◆ DESCRIPTION OF THE TASK ◆
Pull out every line in the data below that contains the string "road", and list those lines in their original order.

◆ INPUT ROWS ◆
───

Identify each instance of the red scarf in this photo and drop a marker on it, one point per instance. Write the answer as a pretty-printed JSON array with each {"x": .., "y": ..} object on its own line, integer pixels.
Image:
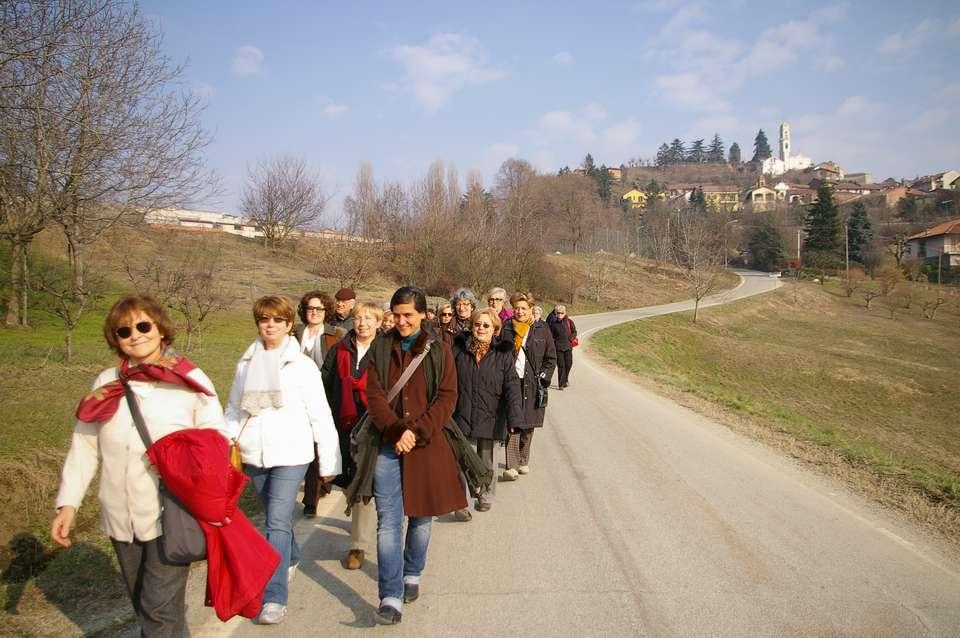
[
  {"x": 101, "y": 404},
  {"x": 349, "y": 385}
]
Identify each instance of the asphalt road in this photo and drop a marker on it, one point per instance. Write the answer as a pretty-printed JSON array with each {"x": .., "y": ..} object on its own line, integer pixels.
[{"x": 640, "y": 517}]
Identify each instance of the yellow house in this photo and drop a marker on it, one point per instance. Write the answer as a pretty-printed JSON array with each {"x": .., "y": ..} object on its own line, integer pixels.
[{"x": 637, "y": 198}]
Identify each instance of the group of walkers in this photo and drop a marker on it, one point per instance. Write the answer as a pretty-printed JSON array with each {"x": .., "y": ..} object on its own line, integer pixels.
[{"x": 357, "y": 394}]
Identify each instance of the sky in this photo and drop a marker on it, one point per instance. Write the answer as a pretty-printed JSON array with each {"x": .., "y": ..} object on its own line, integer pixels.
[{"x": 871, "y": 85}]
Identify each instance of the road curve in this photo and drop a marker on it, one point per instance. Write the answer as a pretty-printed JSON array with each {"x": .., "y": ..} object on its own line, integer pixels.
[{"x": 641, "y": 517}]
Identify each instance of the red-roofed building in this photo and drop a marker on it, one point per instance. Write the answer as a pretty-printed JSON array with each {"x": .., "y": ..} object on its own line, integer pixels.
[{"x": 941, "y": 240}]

───

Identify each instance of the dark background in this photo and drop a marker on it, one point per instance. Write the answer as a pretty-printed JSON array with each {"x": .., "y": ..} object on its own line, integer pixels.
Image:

───

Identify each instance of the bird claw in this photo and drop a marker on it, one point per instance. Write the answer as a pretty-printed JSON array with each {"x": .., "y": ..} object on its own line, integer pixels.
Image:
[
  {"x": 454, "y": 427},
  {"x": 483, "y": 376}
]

───

◆ RESPONSE TO THIS EXERCISE ◆
Identify each instance of the asphalt road in this photo and drop a marker on it, one point per instance. Write the answer as a pretty-printed JSON array with each {"x": .., "y": ..} object on its own line, integer pixels.
Identify each instance of the road curve in this photo and drop a marker on it, one point per instance. Write the answer as a pretty-printed JSON array with each {"x": .., "y": ..} object on its own line, integer pixels.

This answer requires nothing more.